STORED ROWS:
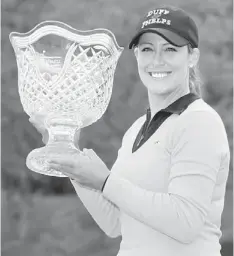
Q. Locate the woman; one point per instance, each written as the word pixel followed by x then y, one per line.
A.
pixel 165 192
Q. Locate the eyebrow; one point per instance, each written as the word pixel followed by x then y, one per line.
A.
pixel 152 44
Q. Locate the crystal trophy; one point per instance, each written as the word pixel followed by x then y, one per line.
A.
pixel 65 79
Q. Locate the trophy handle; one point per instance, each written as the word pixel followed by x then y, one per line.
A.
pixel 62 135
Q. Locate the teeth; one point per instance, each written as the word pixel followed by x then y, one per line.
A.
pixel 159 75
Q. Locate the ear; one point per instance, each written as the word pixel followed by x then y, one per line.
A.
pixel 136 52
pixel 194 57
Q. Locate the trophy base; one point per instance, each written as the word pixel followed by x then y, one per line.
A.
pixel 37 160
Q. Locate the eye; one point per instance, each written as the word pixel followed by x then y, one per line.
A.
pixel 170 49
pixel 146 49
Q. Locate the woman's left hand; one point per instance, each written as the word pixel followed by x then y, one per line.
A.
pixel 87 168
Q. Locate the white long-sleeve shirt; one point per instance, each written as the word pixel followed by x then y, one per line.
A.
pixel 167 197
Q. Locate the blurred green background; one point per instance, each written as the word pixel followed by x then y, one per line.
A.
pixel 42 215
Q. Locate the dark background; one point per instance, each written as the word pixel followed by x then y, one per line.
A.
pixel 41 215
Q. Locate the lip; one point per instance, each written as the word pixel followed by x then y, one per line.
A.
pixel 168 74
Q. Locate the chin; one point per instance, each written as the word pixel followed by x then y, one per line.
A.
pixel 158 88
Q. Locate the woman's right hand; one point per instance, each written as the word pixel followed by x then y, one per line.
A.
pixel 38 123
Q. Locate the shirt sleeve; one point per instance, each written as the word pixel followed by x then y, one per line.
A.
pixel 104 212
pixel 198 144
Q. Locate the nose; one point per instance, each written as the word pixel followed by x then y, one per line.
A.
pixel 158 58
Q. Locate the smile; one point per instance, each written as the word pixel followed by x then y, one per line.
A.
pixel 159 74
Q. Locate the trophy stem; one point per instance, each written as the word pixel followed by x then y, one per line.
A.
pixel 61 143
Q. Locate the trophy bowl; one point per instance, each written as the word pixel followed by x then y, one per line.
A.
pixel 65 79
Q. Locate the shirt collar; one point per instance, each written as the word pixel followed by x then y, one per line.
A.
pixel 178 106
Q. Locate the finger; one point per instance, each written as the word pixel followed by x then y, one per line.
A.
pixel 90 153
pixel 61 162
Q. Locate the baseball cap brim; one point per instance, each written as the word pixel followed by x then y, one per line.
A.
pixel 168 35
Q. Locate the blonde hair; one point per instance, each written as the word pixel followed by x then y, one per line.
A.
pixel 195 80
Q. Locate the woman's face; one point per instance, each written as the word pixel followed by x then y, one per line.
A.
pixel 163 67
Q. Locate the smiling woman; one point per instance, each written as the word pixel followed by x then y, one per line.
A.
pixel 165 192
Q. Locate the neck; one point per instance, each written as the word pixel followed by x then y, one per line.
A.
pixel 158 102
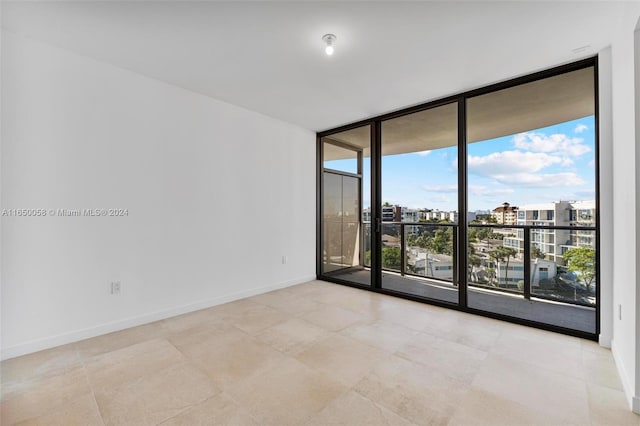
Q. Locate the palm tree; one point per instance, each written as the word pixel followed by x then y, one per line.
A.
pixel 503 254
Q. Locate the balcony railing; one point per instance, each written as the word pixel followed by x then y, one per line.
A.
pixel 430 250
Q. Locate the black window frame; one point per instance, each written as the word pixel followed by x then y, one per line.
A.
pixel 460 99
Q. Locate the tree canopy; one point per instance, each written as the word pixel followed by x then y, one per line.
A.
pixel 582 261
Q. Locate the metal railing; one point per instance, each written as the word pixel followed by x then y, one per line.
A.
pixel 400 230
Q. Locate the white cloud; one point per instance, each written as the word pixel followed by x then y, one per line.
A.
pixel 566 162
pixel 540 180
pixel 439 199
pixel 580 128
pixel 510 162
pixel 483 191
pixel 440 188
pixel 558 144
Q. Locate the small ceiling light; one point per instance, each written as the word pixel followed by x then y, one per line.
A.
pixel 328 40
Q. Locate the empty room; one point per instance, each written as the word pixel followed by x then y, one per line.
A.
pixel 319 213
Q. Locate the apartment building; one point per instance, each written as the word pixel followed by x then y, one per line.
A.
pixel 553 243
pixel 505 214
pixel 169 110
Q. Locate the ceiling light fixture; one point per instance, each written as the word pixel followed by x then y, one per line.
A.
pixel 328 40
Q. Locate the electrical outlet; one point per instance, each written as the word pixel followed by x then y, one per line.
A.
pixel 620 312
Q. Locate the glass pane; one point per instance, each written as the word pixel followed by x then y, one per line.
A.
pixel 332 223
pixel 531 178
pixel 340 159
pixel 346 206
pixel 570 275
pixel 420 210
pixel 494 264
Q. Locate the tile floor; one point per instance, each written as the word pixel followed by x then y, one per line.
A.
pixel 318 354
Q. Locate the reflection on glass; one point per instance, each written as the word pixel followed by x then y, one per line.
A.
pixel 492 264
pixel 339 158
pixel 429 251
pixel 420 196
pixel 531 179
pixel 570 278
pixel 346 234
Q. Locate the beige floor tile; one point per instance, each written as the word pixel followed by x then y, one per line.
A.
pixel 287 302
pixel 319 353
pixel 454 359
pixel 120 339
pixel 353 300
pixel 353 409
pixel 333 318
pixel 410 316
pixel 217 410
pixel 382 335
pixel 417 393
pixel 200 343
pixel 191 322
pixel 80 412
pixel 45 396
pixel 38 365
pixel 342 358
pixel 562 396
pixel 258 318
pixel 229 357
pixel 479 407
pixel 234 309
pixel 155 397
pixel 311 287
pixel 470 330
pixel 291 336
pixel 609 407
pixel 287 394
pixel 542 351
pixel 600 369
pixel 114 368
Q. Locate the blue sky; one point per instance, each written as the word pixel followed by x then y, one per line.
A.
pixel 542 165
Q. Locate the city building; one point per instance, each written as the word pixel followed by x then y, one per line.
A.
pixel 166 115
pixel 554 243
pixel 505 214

---

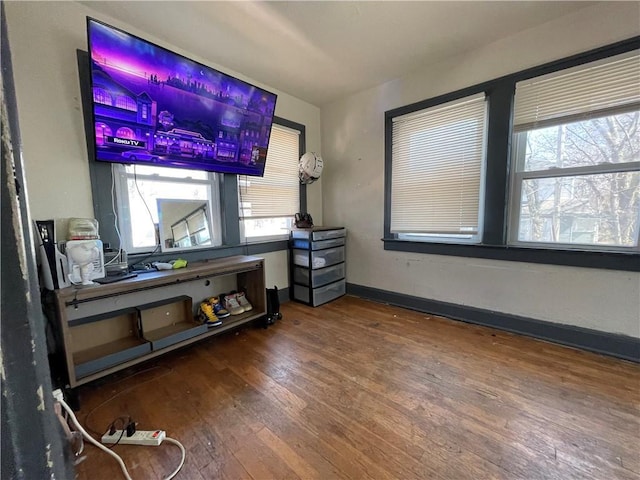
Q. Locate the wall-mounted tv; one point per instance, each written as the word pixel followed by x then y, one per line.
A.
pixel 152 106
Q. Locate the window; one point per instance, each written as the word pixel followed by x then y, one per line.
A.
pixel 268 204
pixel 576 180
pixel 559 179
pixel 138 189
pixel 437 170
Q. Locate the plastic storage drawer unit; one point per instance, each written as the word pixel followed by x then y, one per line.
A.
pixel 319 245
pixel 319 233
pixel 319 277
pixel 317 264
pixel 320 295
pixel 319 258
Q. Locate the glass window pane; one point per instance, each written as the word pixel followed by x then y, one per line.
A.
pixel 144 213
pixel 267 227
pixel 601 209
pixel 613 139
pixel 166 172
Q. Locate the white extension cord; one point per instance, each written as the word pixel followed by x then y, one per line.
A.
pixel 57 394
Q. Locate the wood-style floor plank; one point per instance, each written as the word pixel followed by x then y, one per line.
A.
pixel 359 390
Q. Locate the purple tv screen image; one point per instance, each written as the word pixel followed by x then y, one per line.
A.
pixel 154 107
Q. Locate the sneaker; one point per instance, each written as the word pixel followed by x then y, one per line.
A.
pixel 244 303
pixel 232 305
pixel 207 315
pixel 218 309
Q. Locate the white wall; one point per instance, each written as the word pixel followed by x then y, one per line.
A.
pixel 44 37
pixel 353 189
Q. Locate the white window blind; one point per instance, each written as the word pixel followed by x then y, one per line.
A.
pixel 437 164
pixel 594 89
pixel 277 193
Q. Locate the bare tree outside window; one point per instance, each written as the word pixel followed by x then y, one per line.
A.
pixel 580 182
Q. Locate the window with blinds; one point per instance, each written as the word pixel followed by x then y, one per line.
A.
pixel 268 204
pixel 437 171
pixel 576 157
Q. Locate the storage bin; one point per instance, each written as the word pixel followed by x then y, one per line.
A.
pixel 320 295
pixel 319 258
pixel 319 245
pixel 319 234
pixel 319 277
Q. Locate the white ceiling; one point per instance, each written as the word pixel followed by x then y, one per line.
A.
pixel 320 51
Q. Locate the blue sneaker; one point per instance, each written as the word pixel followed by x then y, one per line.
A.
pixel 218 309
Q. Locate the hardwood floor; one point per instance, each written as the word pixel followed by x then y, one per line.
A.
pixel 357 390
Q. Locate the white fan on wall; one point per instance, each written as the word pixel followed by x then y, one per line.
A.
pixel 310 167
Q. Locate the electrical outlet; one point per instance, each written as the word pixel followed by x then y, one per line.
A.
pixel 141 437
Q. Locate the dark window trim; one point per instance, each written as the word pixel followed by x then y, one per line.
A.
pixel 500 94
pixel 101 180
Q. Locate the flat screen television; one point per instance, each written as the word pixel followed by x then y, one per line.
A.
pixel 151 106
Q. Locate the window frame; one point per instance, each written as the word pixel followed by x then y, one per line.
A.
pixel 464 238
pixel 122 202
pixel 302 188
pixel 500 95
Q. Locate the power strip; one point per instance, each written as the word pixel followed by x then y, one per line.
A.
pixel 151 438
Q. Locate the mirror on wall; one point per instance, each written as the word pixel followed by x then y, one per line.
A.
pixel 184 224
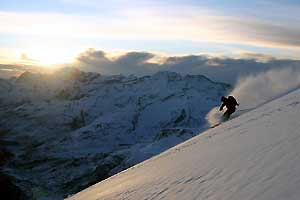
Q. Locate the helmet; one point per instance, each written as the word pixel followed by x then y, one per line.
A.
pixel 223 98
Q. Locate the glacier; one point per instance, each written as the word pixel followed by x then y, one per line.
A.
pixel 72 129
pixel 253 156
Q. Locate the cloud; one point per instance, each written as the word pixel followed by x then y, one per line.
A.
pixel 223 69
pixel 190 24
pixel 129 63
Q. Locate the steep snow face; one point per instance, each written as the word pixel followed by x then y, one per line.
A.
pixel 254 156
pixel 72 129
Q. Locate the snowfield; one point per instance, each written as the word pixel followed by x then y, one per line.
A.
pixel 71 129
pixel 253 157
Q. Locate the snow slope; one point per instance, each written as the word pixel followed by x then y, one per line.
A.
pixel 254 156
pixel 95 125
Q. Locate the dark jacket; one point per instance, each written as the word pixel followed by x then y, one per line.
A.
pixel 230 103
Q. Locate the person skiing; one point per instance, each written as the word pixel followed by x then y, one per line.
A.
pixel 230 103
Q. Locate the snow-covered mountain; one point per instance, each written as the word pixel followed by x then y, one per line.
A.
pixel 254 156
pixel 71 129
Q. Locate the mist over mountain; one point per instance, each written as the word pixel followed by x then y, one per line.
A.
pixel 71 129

TASK GOAL:
Return, without changes, the records starting at the line that contains "Q. Locate the nose;" and ending after the line that contains "pixel 430 250". Leave the pictures out.

RESPONSE:
Q. Locate the nose; one point per instance, each written as the word pixel followed by x then y, one per line.
A.
pixel 158 58
Q. Locate the smile; one point per instance, each written as the word pixel followed by x then y, one per line.
A.
pixel 159 74
Q. Locate the trophy stem; one point per instance, each written as the word pixel followed by x then y, one per line.
A.
pixel 61 143
Q. Locate the trophy bowl; one point per instance, each written as the word pixel followed by x then y, one per line.
A.
pixel 65 79
Q. Locate the shirt collar; one point per instance, each written as the word pixel followed by x then y, one per line.
A.
pixel 178 106
Q. Locate the finger; one point per instance, each written as the word pixel followed by x then y, one per line.
A.
pixel 90 153
pixel 61 162
Q. Locate the baseball cap brim; one point per instance, each written as the word pixel followed by x then y, one per line.
A.
pixel 168 35
Q. Locate the blonde hair; one point per instance, each written as the word pixel followed by x then y, one per line.
A.
pixel 195 80
Q. Locate the woman's face; one point per instance, each written as the word pixel followed by x then y, one per line.
A.
pixel 163 67
Q. Locate the smiling woman; one point per instance, each written as the word pixel followed by x then y, one per line.
A.
pixel 165 192
Q. Locate the neck; one point per instance, each written as the word pixel followed by x then y, one per line.
A.
pixel 158 102
Q. Locate the palm tree; one point per instance, each written as the word pixel followed by x then y, one per line.
A.
pixel 503 254
Q. Locate the balcony railing; one point per instance, each written as the word pixel followed by x then y, one per line.
A.
pixel 430 250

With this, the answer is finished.